#### [Text]
The first of the Nemanja dynasty was Stephen, whose title was still only Veliki Źupan; he extended Serb territory southwards at the expense of the Greeks, especially after the death of Manuel Comnenus in 1180. He also persecuted the Bogomils, who took refuge in large numbers in the adjacent Serb state of Bosnia. Like many other Serbian rulers, he abdicated in later life in favour of his younger son, Stephen, called Nemanjie (= Nemanya's son), and himself became a monk (1196), travelling for this purpose to Mount Athos, the great monastic centre and home of theological learning of the Eastern Church. There he saw his youngest son, who some years previously had also journeyed thither and entered a monastery, taking the name of Sava.

It was the custom for every Serbian ruler to found a sort of memorial church, for the welfare of his own soul, before his death, and to decorate and endow it lavishly. Stephen and his son together superintended the erection in this sense of the church and monastery of Hilandar on Mount Athos, which became a famous centre of Serbian church life. Stephen died shortly after the completion of the building in 1199, and was buried in it, but in 1207 he was reinterred in the monastery of Studenica, in Serbia, also founded by him.

#### [Given data]
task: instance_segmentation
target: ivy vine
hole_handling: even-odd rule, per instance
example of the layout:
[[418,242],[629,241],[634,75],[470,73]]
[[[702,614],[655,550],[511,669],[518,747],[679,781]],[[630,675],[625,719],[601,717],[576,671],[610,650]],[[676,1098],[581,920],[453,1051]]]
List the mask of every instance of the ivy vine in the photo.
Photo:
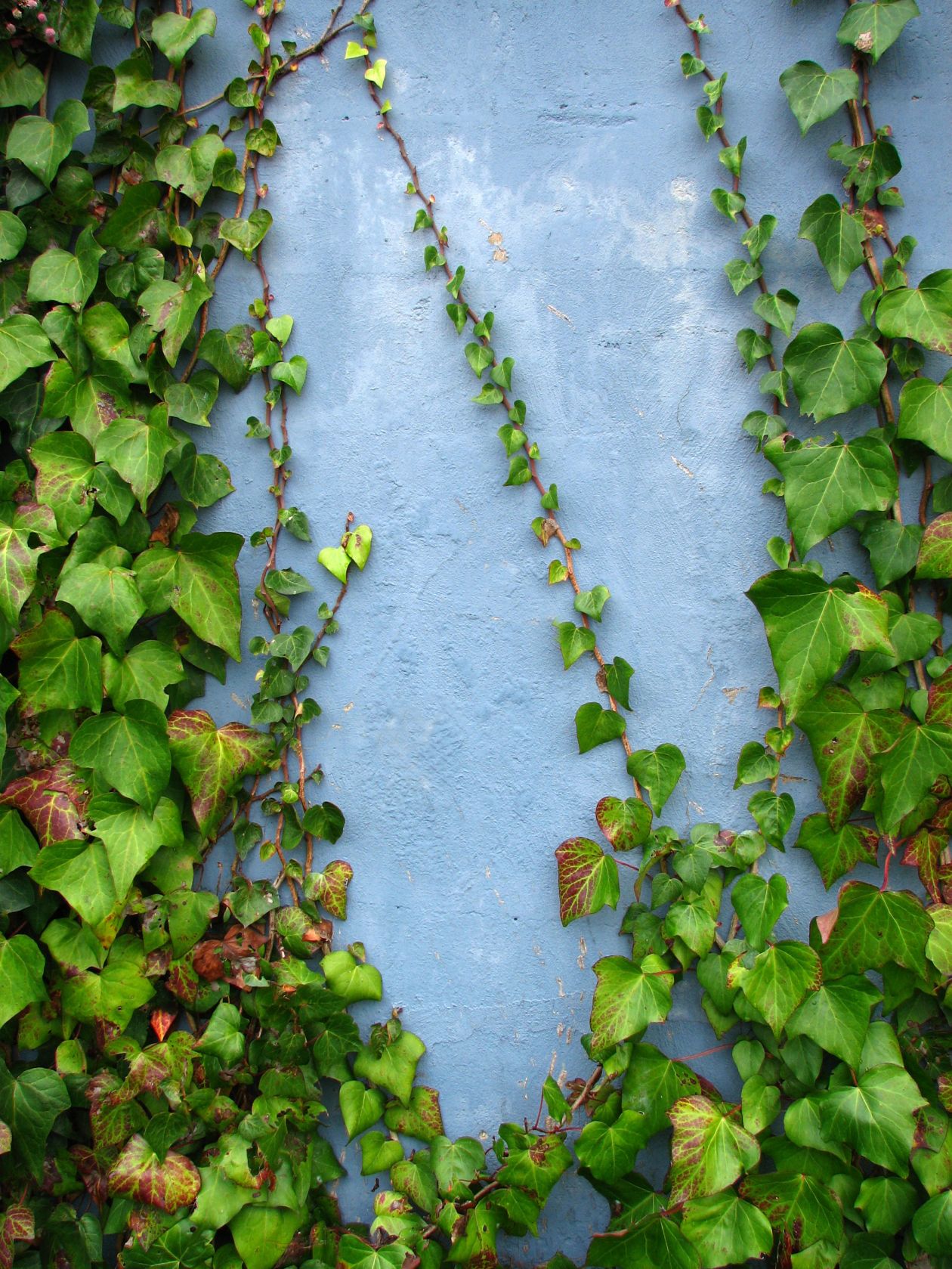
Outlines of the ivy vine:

#### [Directions]
1. Find each line in the listing that contains the string "vine", and copy those lines.
2. Extend the passage on the Nemanja dynasty, picking up after its final sentence.
The listing has no connection to the passage on the Nemanja dynasty.

#### [Answers to the exercise]
1.
target: ivy vine
List the mask of every instance of the ivy vine in the photo.
Outlines of the ivy vine:

2.
The reign of Stephen Nernanjić (1196-1223) opened with a quarrel between him and his elder brother, who not unnaturally felt he ought to have succeeded his father; the Bulgarians profited by this and seized a large part of eastern Serbia, including Belgrade, Nish, Prizren, and Skoplje. This, together with the fall of Constantinople and the establishment of the Latin Empire in 1204, alarmed the Serbs and brought about a reconciliation between the brothers, and in 1207 Sava returned to Serbia to organise the Church on national lines. In 1219 he journeyed to Nicaea and extracted from the Emperor Theodore Lascaris, who had fallen on evil days, the concession for the establishment of an autonomous national Serbian Church, independent of the Patriarch of Constantinople. Sava himself was at the head of the new institution. In 1220 he solemnly crowned his brother King (Kralj) of Serbia, the natural consequence of his activities in the previous year. For this reason Stephen Nemanjić is called 'The First-Crowned'. He was succeeded in 1223 by his son Stephen Radoslav, and he in turn was deposed by his brother Stephen Vladislav in 1233. Both these were crowned by Sava, and Vladislav married the daughter of Tsar John Asen II, under whom Bulgaria was then at the height of her power. Sava journeyed to Palestine, and on his return paid a visit to the Bulgarian court at Tirnovo, where he died in 1236. His body was brought to Serbia and buried in the monastery of Milesevo, built by Vladislav. This extremely able churchman and politician, who did a great deal for the peaceful development of his country, was canonized and is regarded as the patron saint of Serbia.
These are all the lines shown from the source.